*GIVEN PROBLEM:* Reproduce all of the material below word for word, leaving out the pictures.

Labeled point records:
┏━━
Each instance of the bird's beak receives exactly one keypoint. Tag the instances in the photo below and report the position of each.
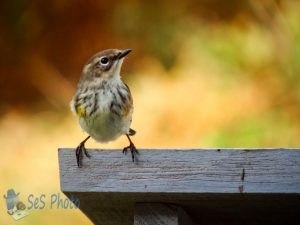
(123, 53)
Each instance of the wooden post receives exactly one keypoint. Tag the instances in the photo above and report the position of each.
(204, 186)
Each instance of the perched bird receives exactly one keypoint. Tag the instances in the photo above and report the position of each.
(103, 102)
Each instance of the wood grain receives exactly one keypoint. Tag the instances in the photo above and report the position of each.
(215, 186)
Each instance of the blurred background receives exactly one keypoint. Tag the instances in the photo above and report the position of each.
(203, 74)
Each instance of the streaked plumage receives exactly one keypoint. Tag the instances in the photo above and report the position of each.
(103, 102)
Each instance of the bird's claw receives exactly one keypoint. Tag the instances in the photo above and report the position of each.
(133, 151)
(79, 154)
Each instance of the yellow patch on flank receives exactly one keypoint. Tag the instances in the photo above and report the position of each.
(80, 111)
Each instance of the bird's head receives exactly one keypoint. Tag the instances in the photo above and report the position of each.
(105, 64)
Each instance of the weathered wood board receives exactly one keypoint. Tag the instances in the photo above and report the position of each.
(218, 186)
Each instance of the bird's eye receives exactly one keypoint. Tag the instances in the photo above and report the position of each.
(104, 61)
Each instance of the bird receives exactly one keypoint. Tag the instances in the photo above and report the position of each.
(103, 103)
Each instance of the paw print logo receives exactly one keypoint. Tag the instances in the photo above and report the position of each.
(15, 207)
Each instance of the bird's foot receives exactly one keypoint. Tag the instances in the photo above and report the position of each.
(133, 150)
(79, 153)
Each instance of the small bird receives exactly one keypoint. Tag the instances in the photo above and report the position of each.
(103, 102)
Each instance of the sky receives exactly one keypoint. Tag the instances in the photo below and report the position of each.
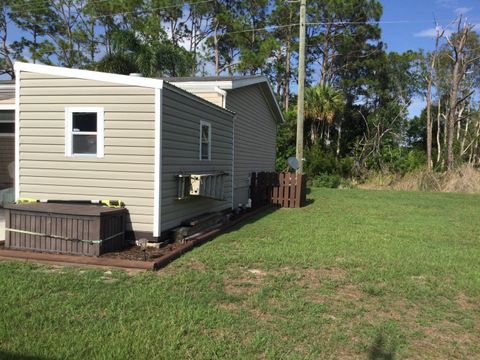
┗━━
*SOLVED EXERCISE:*
Each instance of the bird's beak receives exactly one keypoint. Tag the instances in the photo below and report the position of each.
(123, 53)
Each instance of the wooden post receives exactly one keypoint. Tag the instances in the photo above and report the position of each.
(204, 186)
Each instance of the perched bird receives exactly one keypoint. Tag the instances in the photo above and report the position of each.
(103, 102)
Each instance of the wood grain receives exactly one keypoint. Tag the instances in the photo above and report the position of each.
(215, 186)
Each instance of the blurred background receives exactly one keypoint. Tag the instances in the photo above and report the position of each.
(203, 74)
Each instance of the streaked plumage receives exactly one keypoint. Tag the instances in the photo above and report the position of each.
(103, 102)
Each instance of the bird's claw receives exactly one keypoint. Tag the instances in the photo above and report the position of each.
(133, 151)
(79, 154)
Each instance of the yellow patch on flank receives exactly one keypoint. Tag the instances in the photo above and report the position of each.
(80, 111)
Each instance of the bird's head receives exactly one keypoint. Tag the instances in the photo above and report the position of each.
(105, 64)
Each instance of the weathered wood board receives exactly one keypoint. Tag the instances in the photo above and report the position of each.
(218, 186)
Each instance of the bird's eye receives exactly one keypoint. Tag the instances in the photo above and report the position of each.
(104, 61)
Each instance of the bird receives exactly one keypoint. Tag the instances in the photo above and report the position of each.
(103, 103)
Each instance of the paw print logo receives exactly one keypoint. Tag the instances in the photo above and report the position of each.
(15, 207)
Each instance of the bird's foot receives exactly one keypoint. Tag the instances in the photo above and report the position of each.
(133, 150)
(79, 153)
Each instance of the small bird receives exactly one keypoint. Tag the instances in the photo above and report the position of each.
(103, 102)
Each instance of the sky receives exactly one keypoint. Tag the instances in the photo below and report the position of each.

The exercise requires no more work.